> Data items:

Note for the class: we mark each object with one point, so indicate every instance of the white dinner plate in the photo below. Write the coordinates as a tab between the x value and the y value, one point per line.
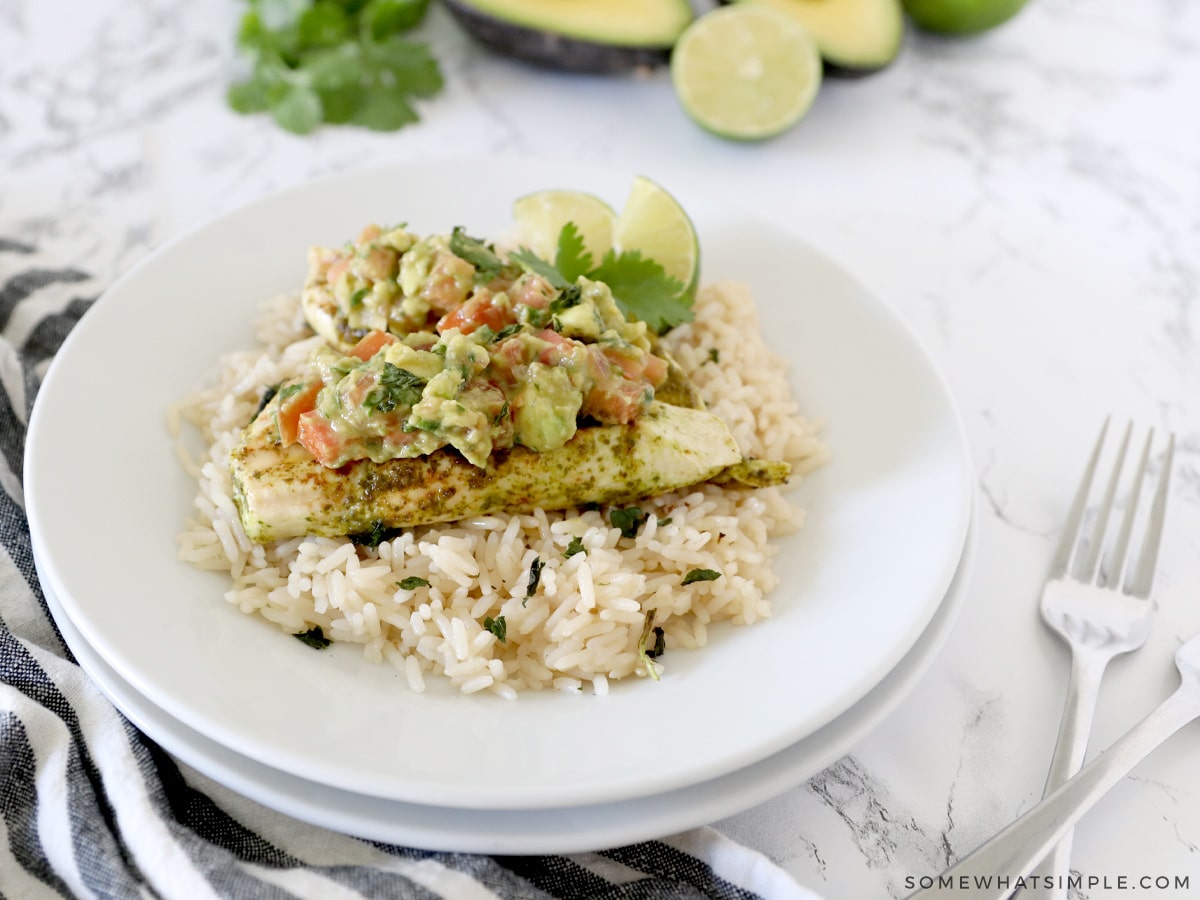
106	497
525	832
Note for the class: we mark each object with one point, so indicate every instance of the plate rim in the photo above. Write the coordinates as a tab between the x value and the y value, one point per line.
627	821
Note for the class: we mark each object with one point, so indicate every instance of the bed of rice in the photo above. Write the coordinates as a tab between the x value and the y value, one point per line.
581	627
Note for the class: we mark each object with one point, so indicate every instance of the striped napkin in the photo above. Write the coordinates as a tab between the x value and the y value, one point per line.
93	808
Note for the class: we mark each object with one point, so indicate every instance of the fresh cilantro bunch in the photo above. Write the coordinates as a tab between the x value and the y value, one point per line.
336	61
640	286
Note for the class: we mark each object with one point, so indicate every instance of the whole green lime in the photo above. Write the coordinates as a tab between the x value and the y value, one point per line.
961	17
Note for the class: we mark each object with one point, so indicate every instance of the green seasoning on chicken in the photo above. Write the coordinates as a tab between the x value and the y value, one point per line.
283	492
455	383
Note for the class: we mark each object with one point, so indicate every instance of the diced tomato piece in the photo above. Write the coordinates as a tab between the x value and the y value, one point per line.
370	345
317	436
480	310
618	401
293	406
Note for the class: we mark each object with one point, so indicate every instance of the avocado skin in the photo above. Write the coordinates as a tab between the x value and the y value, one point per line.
555	51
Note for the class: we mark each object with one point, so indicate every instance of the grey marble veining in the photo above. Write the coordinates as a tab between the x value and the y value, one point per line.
1027	201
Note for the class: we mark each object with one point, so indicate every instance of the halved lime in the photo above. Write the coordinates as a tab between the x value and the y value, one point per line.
654	223
540	219
745	71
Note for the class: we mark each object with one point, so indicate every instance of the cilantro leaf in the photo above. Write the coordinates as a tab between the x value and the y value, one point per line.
628	520
377	535
640	286
532	263
700	575
334	61
313	637
487	264
535	568
643	291
396	388
648	654
573	259
498	627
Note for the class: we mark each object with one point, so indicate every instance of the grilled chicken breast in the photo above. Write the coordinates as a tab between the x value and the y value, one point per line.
282	492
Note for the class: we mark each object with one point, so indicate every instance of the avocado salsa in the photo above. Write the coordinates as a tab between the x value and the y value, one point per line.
444	343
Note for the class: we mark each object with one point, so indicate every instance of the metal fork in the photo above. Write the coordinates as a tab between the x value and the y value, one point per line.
997	868
1101	609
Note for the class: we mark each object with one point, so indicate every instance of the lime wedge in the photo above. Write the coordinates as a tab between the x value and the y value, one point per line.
747	71
654	223
540	217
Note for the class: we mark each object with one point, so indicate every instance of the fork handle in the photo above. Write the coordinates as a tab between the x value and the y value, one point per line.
997	868
1087	667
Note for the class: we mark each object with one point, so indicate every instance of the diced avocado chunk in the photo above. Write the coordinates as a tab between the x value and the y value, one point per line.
546	408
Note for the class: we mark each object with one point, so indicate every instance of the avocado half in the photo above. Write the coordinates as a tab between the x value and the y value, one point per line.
856	37
599	36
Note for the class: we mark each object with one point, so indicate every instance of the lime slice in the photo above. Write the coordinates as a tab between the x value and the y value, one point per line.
654	223
745	71
961	17
540	217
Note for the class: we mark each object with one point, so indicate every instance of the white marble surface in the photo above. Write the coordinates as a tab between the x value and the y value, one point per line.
1027	201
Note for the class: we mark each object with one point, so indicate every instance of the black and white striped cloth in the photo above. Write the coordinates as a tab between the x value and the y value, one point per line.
91	808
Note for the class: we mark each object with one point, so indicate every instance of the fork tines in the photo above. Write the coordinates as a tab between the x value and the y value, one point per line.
1086	550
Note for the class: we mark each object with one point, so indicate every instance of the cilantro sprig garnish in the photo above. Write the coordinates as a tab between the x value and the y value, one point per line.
396	388
336	61
640	286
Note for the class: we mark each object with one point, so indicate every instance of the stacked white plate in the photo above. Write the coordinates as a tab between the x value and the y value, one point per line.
869	587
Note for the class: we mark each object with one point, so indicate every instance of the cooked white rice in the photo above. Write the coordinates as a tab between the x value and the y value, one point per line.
581	627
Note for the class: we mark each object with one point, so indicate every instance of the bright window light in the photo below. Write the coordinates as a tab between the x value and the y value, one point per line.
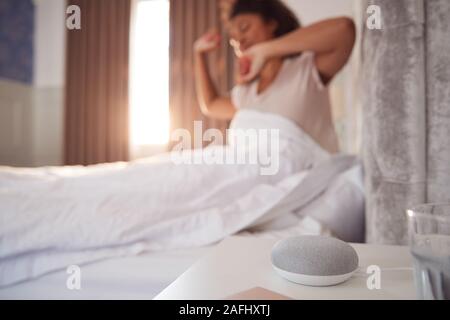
149	78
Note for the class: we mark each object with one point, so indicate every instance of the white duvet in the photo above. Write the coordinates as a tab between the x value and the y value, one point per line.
54	217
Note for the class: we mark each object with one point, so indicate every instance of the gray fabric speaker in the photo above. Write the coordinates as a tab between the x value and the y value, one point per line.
314	260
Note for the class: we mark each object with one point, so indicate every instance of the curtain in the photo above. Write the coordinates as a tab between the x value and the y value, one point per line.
96	103
190	19
406	126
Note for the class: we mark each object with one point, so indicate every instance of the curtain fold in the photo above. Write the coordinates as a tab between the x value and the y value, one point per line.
405	102
96	101
189	19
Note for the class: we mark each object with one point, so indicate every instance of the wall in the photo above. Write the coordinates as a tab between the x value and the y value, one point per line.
31	98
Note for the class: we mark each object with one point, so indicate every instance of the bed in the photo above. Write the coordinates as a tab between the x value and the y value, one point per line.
134	227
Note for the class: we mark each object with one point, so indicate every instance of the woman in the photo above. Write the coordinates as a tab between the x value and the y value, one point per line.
289	66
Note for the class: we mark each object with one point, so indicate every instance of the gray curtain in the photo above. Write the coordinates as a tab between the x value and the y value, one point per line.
406	105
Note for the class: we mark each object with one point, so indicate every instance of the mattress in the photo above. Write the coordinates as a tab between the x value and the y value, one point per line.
138	277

> What you need to do: Output all of the data exactly as it stands, minus any images.

> Task response:
Note for the class: we mark each object with one point, so indicate every instance of the white dinner plate in the photo below. Write the coordinates as a tab between the x value and the y value, one point per line.
106	497
525	832
Note for the class: we mark each object with one point, so indicate every instance of the plate rim in the photo above. Write the coordinates as a tab between the x value and the y value, one point per line.
627	821
Note for the class: we mark each object with one point, so indicate every instance of the bed of rice in the photo above. Write the coordinates as a tab between the x value and the y value, one point per line.
581	627
Note for the class: we mark each object with one point, so indicate every instance of the striped napkin in the photo above. Write the coordinates as a tab between the x value and the y value, one point per line.
93	808
Note for the class: we mark each object with one point, so indicate every instance of the fresh cilantro bunch in the photo above. Write the coordinates as a tab between the x value and the y value, one point per line.
336	61
640	286
Note for the class: we mark each object with one point, so indicate every instance of the whole green lime in the photo above. Write the coordinates as a tab between the x value and the y value, one point per line.
961	17
Note for the class: we mark each object with one point, so indicate every instance of the green seasoning on chicken in the photo above. Write the coordinates as a tab between the x value and the y value, one point per line.
283	492
455	383
Note for the class: we mark each object with one point, so indicate every instance of the diced tomato piece in the photo above. Write the coordinates as a tab between the x value and the y value, one point per line.
370	345
317	436
480	310
618	401
293	406
Note for the class: we mark each object with one point, so indicate every instance of the avocado skin in the photo above. Write the coordinates as a tab between the x value and the y value, one point per line.
555	51
Note for the class: we mark each object with one point, so indicate every instance of the grey marble veining in the photo above. Write the coordinates as a tab between the x value and the y value, one point per line.
1027	201
Note for the class: we mark each object with one point, so indicate every instance of the halved lime in the photo above. Write the coordinates as a tab between the x value and the y value, one point per line.
654	223
540	219
745	71
Note for the class: we mark each object with one point, so indicate every instance of the cilantro leaf in the photo above. Write the coordinates as a tab between the x value and the y value, one point per line.
628	520
377	535
640	286
532	263
700	575
334	61
313	637
487	264
535	568
643	291
396	388
648	654
573	259
498	627
Note for the class: we mark each object with one point, so indicate every instance of the grilled chicken breast in the photo above. Write the coordinates as a tab between the x value and the y value, one point per line.
282	492
Note for the class: we mark each object with one point, so indicate every instance of the avocado salsa in the photo above. Write the coordinates as a tab between the x value and the y value, one point per line.
444	343
Note for the class: we mark each object with one point, so indicate every instance of the metal fork in the photo above. Write the coordinates as a tab between the x value and the y value, one point per line.
997	868
1101	609
Note for the class: we mark each object with one point, so indicate every instance of the lime wedge in the photo above. Write the coordinates as a tab between the x value and the y value, one point per line.
747	71
654	223
540	217
Note for the class: we mark each object with one point, so indicate every instance of the fork handle in the photo above. Write the coordinates as a tab between the x value and the y value, one point per line.
997	868
1087	667
Note for the class: we mark each object with one point, so indicate every instance of the diced avocado chunk in the photo above. Write the coordinates as a tab between the x value and the y value, one point per line.
546	408
Note for the class: we mark each object with one point, so indicate every instance of the avocado half in the photo above. Write the coordinates as a tab between the x value and the y value, one point per line.
856	37
599	36
Note for the class: we mark each object with one point, so indicate every instance of the lime slice in the photo above. Write the coordinates as a tab between the x value and the y value, one point per line.
654	223
745	71
961	17
540	217
Note for the class: we mark each object with one point, so indicate every instance of the white marble surface in the photo above. Write the coordinates as a tab between the x value and the y value, one point per line.
1027	201
Note for the class: we mark each object with one point, so indicate every instance of the black and white striped cloth in the photo above. Write the coordinates as a tab between the x value and the y value, one point per line.
91	808
Note for the class: we mark each object with one point, so indicate every instance of the fork tines in the photo above. Write the coordinates as a tab between the x value and the y value, one point per line.
1086	550
Note for the class: we mark each object with one point, so indicate every instance of the cilantro sprig garnish in the photo above. Write the coordinates as a tab between the x value and the y value, one point per line.
396	388
336	61
640	286
Note for the class: we mark each object with one point, so indicate every instance of the stacked white plate in the photo above. Write the coordinates as a tab between the x value and the y value, one point per line.
869	587
Note for the class: we mark each object with one point, so indicate every instance of the cooked white rice in the photo above. Write the coordinates as a tab between the x value and the y value, one point per line.
581	627
Note for the class: we mark each object with one point, so indicate every instance of the bright window light in the photo below. Write the coordinates as a tab between the x value and the y value, one point per line.
149	78
Note for the class: we mark each object with one point, so indicate every instance of the white duvet in the photo above. Write the coordinates as a tab between the x value and the y value, one point per line.
54	217
Note for the class: we mark each object with one point, so indicate every instance of the gray fabric speaker in the photo above. Write the coordinates as a tab between the x value and the y value, one point per line.
314	260
Note for the class: we mark each object with one point, so indicate every instance of the curtain in the photo above. Write the coordinates as a tab between the x value and the y value, one point per line.
96	103
190	19
406	126
Note for the class: we mark each object with one point, so indicate every instance of the curtain fold in the photo above. Write the coordinates as a tab between the x value and the y value, one point per line.
405	102
96	101
189	19
Note for the class: we mark each object with one point, so indicate every instance of the wall in the photo above. Write the coordinates as a tab between the x value and the y value, one point per line.
31	98
Note for the class: we mark each object with one point, so indicate every instance of the bed in the photo above. Write the coordinates as a tab between the x value and the y value, one point per line.
134	227
Note for the class: we mark each object with one point, so indicate every instance of the woman in the photo above. Write the coordinates as a tab between the x value and the y value, one point per line.
289	66
Note for the class: we mark each object with one point, so indicate every instance of the gray curtain in the photo above. Write the coordinates as a tab between the x value and the y value, one point per line.
406	105
Note for the class: we mark each object with one point, so indicate every instance of the mattress in the photo above. Write the coordinates as a tab between the x value and the y value, one point per line.
138	277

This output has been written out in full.